BELAJAR DZIKIR - Islam dibangun dan berkembang dengan dua sayap, yaitu
ilmu dan makrifat di satu sisi serta zikir dan taqwa di sisi lain. Pada
hakikatnya hal ini menunjukkan adanya kewajiban rujukan terhadap nash al-Quran
yang dijabarkan oleh sunah Nabi seperti yang dilakukan oleh para sahabat. Keterkaitan
antara ilmu qalbu dan ilmu lisan sudah ada sejak masa permulaan diturunkannya
ayat al-Quran.
Allah Subhanahu Wa Ta’ala menyebutkan pada bagian awal
dari dua surat yang berurutan, yaitu :
يَا اَيُّهَا
الْمُزَّمِّلُ. قُمِ اللَّيْلَ اِلاَّ قَلِيْلاً
Hai orang yang berselimut (Muhammad). Bangunlah di
malam hari (untuk shalat), kecuali sedikit (dari padanya) (QS 73 Al-Muzzammil : 1-2)
يَا اَيُّهَا الْمُدَّثِّرُ. قُمْ
فَأَنْذِرْ
Hai orang yang berselubung (Muhammad). Bangunlah, lalu
berikan peringatan
(QS 74 Al-Muddatstsir : 1-2)
Dari ayat tersebut kita ketahui bahwa perintah Allah
Subhanahu Wa Ta’ala untuk memulai berdakwah kepada Rasulullah Shallallahu
‘Alaihi Wa Sallam itu setelah beliau ditempa di madrasah ruhiyah melalui
qiyamul-lail dan istiqomah dalam berdzikir kepada Allah Subha-nahu Wa Ta’ala.
Allah Subhanahu Wa Ta’ala telah memberikan pendidikan
sempurna kepada kekasihNya ketika Rasulullah Shallallahu ‘Alaihi Wa Sallam berkhalwat
di Goa Hira. Pendidikan sempurna itu telah membuahkan hasil dimana beliau
merasakan nikmatnya ibadah pada saat berada di maqam mahabbah. Pengalaman yang
dirasakan Rasulullah Shallallahu ‘Alaihi Wa Sallam ketika berada di Goa Hira
mengajarkan kepada kita bahwa setiap nafas yang kita keluarkan harus selalu
diisi oleh amalaiah ibadah, seperti difirmankan Allah Subhanahu Wa Ta’ala dalam
Al-Quran :
وَمَا
خَلَقْتُ الْجِنَّ وَ اْلاِنْسَ اِلاَّ لِيَعْبُدُوْنِ
Dan Aku tidak menciptakan jin dan manusia melainkan
supaya mereka menyembah-Ku
(QS 51 Adz-Dzariyat : 56)
********
**Uraian Tugas:**
Sebutkan semua rujukan surat dan ayat al-Quran yang dicantumkan dalam kutipan tentang dzikir di atas. Data berikut tidak berhubungan dengan kutipan tentang dzikir di atas.
********
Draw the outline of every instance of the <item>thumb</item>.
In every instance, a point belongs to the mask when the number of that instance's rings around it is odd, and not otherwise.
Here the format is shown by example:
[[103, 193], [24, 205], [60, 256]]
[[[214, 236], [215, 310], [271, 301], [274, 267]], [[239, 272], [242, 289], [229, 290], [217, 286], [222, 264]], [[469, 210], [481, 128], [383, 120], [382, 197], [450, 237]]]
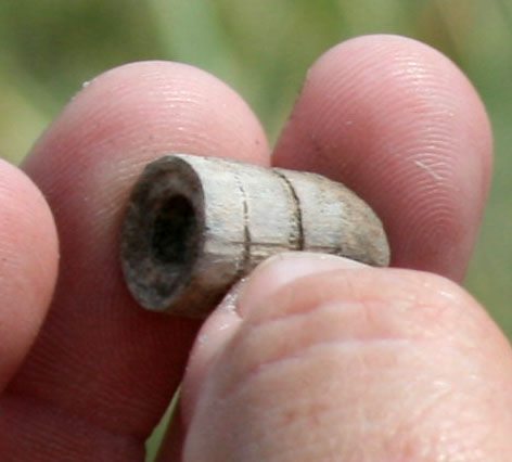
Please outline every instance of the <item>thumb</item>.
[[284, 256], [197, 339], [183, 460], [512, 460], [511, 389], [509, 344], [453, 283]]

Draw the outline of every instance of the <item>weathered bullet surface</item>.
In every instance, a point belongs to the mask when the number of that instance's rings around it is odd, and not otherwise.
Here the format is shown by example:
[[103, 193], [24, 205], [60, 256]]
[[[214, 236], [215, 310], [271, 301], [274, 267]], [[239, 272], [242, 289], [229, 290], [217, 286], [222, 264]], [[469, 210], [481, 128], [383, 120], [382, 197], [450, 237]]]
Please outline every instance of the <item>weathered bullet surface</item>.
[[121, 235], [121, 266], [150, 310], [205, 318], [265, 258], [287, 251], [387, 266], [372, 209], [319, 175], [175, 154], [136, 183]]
********
**Hasil Tugas:**
- QS 73 Al-Muzzammil : 1-2
- QS 74 Al-Muddatstsir : 1-2
- QS 51 Adz-Dzariyat : 56